Reproduce word for word the lines starting at the one containing "Guideline: mark the light" and ending at the one containing "[[222, 159]]", including both of those lines.

DATA LINES:
╔══

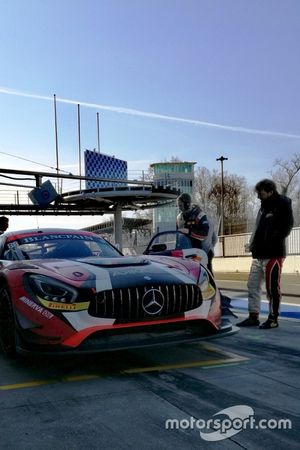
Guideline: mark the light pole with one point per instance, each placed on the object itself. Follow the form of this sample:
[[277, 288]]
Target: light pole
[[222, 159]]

╚══
╔══

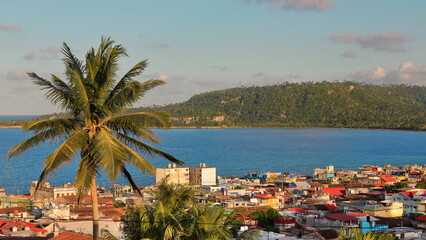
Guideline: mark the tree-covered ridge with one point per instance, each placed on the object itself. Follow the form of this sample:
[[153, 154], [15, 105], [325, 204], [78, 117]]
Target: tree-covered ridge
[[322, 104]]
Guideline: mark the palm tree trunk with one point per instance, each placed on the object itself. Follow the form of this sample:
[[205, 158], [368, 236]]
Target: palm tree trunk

╚══
╔══

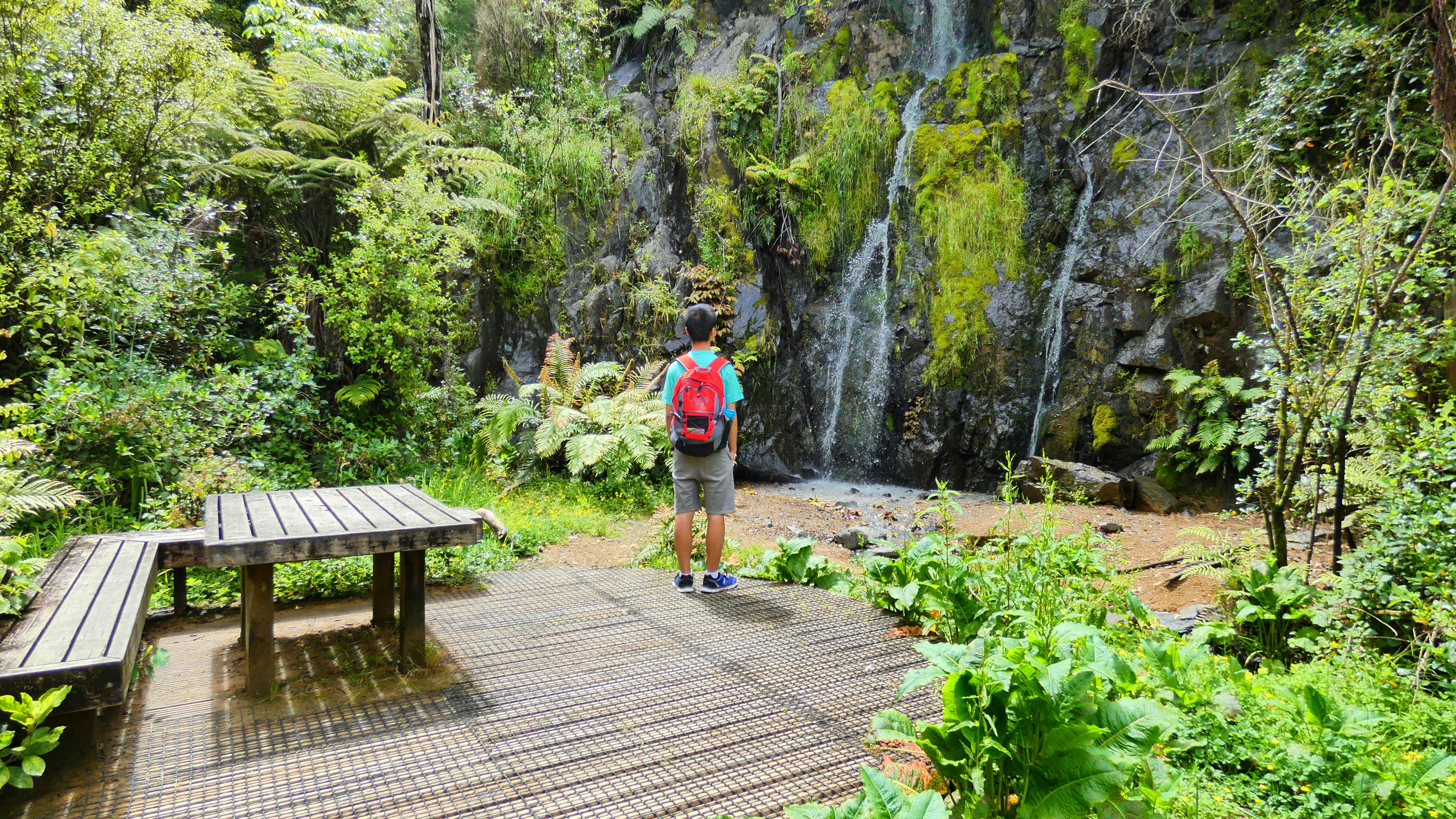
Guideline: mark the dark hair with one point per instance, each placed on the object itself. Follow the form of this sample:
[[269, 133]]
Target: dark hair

╚══

ANSWER FOR THIS EXERCISE:
Guideline: mark the light pole with one point per instance, each placed on the object itself. Follow the form of this sample:
[[277, 288]]
Target: light pole
[[222, 159]]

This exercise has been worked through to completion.